Please quote only the lines that start at the one with "Task: point out each instance of the shelf" and go on to the last line of the data, both ends kept.
==============================
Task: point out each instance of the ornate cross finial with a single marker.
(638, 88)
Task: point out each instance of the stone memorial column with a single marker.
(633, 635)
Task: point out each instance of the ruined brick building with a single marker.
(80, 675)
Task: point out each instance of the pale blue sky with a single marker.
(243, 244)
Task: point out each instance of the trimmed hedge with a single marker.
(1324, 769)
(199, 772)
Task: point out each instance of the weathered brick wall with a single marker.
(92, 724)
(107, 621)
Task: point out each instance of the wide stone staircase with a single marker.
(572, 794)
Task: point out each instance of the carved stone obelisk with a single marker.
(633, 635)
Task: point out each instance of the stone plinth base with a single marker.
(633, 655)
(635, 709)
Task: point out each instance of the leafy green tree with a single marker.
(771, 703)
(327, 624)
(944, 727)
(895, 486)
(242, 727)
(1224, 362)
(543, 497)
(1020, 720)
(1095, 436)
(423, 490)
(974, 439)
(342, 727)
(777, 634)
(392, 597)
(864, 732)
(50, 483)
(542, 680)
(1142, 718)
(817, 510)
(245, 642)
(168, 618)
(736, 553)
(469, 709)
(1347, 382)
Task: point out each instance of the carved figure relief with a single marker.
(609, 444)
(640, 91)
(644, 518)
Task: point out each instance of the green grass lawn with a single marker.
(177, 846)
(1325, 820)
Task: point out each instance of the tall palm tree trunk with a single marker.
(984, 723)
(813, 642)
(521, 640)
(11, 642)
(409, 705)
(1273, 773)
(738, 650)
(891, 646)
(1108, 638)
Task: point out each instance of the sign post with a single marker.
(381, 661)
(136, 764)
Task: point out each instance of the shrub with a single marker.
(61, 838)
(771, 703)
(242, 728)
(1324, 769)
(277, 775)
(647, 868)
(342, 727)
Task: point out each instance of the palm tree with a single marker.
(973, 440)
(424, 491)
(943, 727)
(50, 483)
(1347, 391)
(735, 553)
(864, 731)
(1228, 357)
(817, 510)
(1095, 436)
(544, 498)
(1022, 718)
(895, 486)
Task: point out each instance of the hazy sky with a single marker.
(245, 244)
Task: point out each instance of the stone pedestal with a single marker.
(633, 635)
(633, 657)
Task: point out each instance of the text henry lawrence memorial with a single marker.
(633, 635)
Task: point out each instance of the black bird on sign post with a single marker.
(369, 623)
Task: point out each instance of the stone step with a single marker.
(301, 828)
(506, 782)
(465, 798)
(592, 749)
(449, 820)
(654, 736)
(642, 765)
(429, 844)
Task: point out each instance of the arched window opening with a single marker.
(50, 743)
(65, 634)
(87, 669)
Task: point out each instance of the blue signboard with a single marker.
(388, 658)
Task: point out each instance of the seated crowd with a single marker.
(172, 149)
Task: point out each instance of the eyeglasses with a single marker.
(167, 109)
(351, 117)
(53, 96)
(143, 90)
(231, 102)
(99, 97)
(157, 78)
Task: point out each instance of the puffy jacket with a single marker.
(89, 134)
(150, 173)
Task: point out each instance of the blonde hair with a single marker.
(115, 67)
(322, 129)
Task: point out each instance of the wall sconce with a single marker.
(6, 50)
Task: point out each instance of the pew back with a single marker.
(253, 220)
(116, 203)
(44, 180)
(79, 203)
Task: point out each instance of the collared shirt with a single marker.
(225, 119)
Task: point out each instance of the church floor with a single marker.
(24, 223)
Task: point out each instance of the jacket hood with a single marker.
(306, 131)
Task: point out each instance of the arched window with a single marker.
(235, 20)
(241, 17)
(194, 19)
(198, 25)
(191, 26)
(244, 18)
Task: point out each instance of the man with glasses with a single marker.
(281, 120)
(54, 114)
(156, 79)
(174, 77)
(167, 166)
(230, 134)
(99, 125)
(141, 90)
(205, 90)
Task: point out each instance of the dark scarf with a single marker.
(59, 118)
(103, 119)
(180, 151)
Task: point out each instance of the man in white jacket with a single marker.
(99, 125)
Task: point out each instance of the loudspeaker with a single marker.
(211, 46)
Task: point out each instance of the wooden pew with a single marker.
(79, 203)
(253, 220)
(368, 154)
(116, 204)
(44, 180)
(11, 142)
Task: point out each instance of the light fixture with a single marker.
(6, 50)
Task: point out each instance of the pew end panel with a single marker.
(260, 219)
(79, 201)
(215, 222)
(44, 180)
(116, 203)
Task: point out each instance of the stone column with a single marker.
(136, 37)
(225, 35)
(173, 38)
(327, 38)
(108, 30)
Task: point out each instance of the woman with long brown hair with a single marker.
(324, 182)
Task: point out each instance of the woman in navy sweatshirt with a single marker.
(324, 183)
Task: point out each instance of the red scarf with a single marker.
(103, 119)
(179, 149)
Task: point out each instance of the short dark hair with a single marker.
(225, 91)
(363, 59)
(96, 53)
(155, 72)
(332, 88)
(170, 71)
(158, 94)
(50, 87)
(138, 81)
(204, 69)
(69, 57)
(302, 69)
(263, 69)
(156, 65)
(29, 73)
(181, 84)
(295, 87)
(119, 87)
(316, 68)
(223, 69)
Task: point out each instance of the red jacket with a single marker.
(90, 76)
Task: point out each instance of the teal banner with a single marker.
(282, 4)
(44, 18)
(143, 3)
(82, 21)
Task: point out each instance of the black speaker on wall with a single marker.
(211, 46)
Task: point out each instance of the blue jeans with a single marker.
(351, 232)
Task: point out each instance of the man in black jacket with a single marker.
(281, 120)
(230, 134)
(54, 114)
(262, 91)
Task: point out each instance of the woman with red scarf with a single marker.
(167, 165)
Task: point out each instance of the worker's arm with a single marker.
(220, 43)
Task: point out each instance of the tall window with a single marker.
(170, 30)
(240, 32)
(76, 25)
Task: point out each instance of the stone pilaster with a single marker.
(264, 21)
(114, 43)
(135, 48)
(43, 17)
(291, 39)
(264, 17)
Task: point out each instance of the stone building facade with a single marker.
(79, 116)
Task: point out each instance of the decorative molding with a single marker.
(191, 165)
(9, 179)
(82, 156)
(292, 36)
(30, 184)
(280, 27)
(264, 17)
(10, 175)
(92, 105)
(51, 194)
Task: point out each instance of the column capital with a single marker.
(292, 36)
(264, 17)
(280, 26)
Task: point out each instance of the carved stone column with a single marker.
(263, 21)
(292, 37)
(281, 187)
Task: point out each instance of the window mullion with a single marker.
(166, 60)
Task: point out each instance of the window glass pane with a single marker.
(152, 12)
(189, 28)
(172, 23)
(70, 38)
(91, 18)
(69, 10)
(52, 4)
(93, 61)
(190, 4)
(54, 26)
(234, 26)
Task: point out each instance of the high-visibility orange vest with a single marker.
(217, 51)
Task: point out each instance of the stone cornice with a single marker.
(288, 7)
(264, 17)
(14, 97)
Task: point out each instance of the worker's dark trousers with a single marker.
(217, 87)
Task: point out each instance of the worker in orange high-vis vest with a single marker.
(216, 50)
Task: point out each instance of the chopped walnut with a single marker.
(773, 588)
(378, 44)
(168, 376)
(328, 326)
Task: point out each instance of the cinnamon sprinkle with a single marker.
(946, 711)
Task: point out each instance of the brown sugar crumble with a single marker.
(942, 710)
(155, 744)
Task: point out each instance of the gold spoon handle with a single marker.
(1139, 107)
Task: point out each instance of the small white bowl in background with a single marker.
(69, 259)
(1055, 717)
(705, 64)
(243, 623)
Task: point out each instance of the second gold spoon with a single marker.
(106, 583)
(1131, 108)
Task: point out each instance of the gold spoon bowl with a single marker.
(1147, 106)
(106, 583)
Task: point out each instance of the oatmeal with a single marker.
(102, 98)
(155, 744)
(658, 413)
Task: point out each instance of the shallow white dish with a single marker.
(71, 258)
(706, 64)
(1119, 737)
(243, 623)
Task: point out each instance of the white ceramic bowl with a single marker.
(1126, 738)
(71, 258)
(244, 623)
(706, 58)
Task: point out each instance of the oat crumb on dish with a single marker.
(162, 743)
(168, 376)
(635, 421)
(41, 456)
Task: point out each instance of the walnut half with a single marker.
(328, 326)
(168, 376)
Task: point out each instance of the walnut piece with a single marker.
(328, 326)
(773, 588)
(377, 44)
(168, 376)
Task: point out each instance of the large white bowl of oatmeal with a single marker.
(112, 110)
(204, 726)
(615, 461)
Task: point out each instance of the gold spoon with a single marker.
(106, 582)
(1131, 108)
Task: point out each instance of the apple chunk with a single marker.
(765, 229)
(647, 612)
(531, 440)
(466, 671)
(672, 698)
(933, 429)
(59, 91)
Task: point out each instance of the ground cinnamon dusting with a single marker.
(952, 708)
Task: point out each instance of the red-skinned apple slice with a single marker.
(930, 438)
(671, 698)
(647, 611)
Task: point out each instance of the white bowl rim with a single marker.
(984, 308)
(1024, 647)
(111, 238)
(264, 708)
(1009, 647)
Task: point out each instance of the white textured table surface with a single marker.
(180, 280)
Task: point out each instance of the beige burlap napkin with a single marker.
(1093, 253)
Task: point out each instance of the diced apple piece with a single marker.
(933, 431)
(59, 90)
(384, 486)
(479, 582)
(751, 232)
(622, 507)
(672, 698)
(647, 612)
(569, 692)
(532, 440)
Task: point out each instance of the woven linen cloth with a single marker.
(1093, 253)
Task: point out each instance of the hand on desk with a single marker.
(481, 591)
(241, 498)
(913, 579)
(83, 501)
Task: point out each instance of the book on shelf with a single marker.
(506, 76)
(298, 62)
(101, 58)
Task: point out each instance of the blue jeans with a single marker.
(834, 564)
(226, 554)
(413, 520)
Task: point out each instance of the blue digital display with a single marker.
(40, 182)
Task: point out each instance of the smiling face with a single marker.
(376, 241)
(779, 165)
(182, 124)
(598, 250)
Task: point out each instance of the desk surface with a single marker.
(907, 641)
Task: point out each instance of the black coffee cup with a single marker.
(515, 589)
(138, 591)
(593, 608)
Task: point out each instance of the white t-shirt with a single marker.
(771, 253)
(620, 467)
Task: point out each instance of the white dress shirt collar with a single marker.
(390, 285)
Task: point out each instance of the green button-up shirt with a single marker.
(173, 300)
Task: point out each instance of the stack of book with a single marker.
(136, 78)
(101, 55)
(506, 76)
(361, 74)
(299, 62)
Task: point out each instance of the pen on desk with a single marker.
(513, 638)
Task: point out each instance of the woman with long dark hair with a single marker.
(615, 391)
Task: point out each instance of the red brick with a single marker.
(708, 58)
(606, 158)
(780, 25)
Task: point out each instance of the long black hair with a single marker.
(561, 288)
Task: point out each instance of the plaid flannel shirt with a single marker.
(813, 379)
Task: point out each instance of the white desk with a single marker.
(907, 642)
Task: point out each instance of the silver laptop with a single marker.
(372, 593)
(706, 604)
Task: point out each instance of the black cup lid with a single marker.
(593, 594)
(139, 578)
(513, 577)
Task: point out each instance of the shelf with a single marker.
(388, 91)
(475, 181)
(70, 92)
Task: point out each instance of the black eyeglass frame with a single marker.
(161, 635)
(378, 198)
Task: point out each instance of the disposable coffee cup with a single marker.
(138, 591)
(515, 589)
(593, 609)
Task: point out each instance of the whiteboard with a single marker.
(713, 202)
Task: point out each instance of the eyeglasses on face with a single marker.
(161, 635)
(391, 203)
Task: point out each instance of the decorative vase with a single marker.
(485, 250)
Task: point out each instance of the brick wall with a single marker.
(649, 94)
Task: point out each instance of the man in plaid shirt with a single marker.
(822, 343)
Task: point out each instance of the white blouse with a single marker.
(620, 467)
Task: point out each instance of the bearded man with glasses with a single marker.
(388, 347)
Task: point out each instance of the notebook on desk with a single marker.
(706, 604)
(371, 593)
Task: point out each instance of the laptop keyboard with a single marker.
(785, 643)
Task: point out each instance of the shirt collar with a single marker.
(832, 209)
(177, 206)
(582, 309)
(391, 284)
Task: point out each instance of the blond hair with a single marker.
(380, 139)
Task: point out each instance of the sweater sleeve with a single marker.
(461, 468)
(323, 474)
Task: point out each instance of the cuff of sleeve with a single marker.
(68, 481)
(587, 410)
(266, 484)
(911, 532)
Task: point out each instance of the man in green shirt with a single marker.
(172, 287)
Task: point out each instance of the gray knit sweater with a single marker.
==============================
▸ **Full response**:
Task: point out each instance of the shelf with a single marker.
(388, 91)
(475, 181)
(70, 92)
Task: point out each instance of the black eyeglass frame with a single marker.
(161, 635)
(378, 198)
Task: point out each instance of the disposable coffee cup with a single marker.
(138, 591)
(515, 589)
(593, 609)
Task: point out each instance of the whiteboard with a single marker.
(713, 202)
Task: point out each instance of the eyeglasses on face with a single marker.
(161, 635)
(391, 203)
Task: point out each instance of the decorative vase with a single marker.
(485, 250)
Task: point out each instance of the brick wall with a single marker.
(649, 94)
Task: point out each instance of the man in plaid shirt with a single marker.
(822, 343)
Task: point out each instance of the white blouse with a single marker.
(620, 467)
Task: point out each instance of the bearded man with glasses with a single marker.
(388, 347)
Task: point out each instance of the notebook on desk with a single marker.
(706, 604)
(371, 593)
Task: point out each instance of the laptop keyboard with a single marker.
(785, 643)
Task: point out each instance of the shirt collar with a single marker.
(832, 209)
(177, 206)
(582, 309)
(391, 284)
Task: point out each instance of the blond hair with a single marker.
(380, 139)
Task: point out each instance of the sweater sleeve with a single marker.
(461, 468)
(323, 474)
Task: point out each instance of the cuff of sleeve with a single marker.
(68, 481)
(587, 410)
(266, 484)
(911, 532)
Task: point out each instance of the man in green shirt with a single marker.
(172, 287)
Task: point out each instance of the gray knit sweater with a single marker.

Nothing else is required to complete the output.